Quote the material below verbatim, from the line containing "For the evaluation, point out each instance of the green" through the last line of the material, including both of those lines.

▬▬▬▬▬▬

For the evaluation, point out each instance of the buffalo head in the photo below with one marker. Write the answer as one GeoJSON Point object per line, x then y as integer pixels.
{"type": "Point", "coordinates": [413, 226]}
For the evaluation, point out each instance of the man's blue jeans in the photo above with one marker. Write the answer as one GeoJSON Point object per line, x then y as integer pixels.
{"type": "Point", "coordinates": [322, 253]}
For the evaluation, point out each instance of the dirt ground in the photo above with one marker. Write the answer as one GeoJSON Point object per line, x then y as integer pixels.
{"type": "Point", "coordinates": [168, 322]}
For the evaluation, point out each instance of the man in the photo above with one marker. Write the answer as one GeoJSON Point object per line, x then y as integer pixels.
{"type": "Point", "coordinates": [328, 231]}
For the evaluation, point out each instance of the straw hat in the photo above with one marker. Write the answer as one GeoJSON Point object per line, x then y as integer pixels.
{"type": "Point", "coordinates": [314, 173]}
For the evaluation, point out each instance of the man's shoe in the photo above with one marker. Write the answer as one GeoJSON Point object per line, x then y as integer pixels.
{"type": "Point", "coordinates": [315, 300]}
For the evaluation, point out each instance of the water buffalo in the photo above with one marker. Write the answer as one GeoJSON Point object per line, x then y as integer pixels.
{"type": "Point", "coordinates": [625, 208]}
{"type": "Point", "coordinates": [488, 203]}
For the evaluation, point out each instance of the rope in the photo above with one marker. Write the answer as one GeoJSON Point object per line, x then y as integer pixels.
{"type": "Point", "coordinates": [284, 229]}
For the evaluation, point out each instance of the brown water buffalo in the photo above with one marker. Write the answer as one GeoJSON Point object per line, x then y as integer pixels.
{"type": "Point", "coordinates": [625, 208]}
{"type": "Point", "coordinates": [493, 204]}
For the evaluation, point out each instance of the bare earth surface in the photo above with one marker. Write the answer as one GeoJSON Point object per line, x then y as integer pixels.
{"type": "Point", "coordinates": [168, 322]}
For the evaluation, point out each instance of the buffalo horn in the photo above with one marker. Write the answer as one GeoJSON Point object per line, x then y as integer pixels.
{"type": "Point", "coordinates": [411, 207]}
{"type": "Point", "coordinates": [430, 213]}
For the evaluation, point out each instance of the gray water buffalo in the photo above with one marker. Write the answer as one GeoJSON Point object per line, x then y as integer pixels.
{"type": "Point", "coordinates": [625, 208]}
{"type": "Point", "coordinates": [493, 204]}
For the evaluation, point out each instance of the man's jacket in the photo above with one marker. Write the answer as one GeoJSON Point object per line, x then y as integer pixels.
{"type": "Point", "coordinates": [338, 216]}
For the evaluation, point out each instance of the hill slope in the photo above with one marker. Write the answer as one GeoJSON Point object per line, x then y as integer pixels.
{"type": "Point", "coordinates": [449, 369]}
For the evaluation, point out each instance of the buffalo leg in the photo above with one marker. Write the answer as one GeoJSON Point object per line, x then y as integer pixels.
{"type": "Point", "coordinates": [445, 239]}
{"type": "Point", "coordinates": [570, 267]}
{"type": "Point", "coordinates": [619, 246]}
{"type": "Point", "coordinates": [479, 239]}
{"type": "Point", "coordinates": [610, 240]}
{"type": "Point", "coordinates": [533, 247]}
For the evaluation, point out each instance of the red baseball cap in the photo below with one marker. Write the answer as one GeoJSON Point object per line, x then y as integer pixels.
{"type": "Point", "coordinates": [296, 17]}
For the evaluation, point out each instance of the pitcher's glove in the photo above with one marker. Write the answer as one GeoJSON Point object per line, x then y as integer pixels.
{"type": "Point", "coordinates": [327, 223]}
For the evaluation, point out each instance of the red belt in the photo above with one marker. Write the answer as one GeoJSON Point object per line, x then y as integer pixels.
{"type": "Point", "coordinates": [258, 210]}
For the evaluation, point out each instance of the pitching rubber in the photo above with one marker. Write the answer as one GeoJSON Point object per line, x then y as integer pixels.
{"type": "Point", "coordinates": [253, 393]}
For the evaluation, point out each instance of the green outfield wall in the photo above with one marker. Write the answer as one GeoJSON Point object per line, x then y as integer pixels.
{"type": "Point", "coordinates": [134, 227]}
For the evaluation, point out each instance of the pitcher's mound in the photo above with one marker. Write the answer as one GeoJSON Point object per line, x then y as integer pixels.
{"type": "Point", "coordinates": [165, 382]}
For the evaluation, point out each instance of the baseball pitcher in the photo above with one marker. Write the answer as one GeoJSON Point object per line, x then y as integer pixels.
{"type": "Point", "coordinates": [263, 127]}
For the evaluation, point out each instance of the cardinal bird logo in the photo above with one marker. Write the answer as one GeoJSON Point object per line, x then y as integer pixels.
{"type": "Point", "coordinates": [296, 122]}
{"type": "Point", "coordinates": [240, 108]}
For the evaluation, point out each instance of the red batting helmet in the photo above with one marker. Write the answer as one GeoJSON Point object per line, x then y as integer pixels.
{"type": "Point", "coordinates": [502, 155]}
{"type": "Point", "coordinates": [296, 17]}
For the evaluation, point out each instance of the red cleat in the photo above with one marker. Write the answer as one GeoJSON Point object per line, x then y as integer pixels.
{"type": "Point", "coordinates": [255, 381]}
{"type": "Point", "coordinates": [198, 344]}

▬▬▬▬▬▬

| Task response |
For the evaluation, point out each instance of the green outfield wall in the photo above with one marker. Write the answer as one GeoJSON Point object per line, x then y as integer pixels.
{"type": "Point", "coordinates": [134, 227]}
For the evaluation, point out each instance of the pitcher's mound in the photo above with one marker. Write the answer as one GeoJSON Point object per line, x then y as integer pixels.
{"type": "Point", "coordinates": [165, 382]}
For the evaluation, point out each instance of the baseball pitcher in the photo above with one marker. Write the answer as one GeoJSON Point object per line, x then y as integer pixels.
{"type": "Point", "coordinates": [263, 127]}
For the evaluation, point out each instance of the cardinal bird logo in the photo above with one marker. Write the answer as one GeoJSON Point object per line, x then y as integer pixels.
{"type": "Point", "coordinates": [296, 122]}
{"type": "Point", "coordinates": [240, 108]}
For the evaluation, point out each instance of the red batting helmet in the photo above with one marker. Write the answer as one GeoJSON Point object per line, x then y as integer pixels.
{"type": "Point", "coordinates": [502, 155]}
{"type": "Point", "coordinates": [296, 17]}
For the evaluation, point out each instance of the red cleat in the photo above with one marker. Write the answer as one GeoJSON Point object per line, x then y as integer pixels.
{"type": "Point", "coordinates": [255, 381]}
{"type": "Point", "coordinates": [198, 344]}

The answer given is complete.